Copy out every line of the data below word for word, leaving out the pictures.

* **Input material**
*-*-*
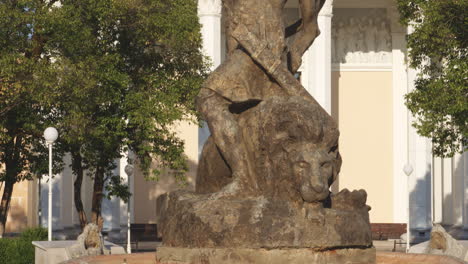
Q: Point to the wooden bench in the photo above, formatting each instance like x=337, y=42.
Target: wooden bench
x=384, y=231
x=143, y=233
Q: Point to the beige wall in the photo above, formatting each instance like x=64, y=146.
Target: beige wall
x=146, y=192
x=22, y=206
x=363, y=107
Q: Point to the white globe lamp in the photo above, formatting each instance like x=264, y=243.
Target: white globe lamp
x=50, y=135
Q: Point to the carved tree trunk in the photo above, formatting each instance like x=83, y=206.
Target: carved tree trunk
x=79, y=171
x=98, y=194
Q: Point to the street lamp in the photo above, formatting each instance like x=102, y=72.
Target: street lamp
x=50, y=135
x=129, y=172
x=408, y=169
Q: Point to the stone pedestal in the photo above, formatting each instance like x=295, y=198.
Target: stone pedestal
x=260, y=256
x=52, y=252
x=197, y=228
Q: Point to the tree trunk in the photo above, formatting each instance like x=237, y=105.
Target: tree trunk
x=98, y=193
x=5, y=204
x=78, y=170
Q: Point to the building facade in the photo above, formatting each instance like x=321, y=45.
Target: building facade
x=357, y=70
*-*-*
* **Written solution**
Q: Point to the wooden bench in the photo above, formatting each instance like x=337, y=42.
Target: wooden bench
x=384, y=231
x=143, y=233
Q: Point to the beige wall in the photo above, formatting each instance like x=64, y=146.
Target: beige wall
x=146, y=192
x=22, y=206
x=363, y=107
Q: Point to the white globe lamp in the photo above, formatting each instance like x=264, y=243.
Target: white globe lamp
x=50, y=135
Q: Point to the carved tree trunk in the photo above, formatting each instance like x=83, y=206.
Target: carved tree trunk
x=79, y=171
x=98, y=194
Q: Point to the street lamp in the photo above, formatting each instance like x=102, y=72.
Target: street lamp
x=50, y=135
x=129, y=172
x=408, y=169
Q: Point to the stone pedestal in the photo above, formatting each instance like x=295, y=198.
Target: stone pedestal
x=260, y=256
x=52, y=252
x=197, y=228
Q: Point to the tree trunk in the photo above, formatting each instance like x=237, y=105.
Target: tree trunk
x=98, y=193
x=5, y=204
x=78, y=170
Q: Point to the building facade in the photo above, formatting each instance like x=321, y=45.
Target: building facade
x=357, y=70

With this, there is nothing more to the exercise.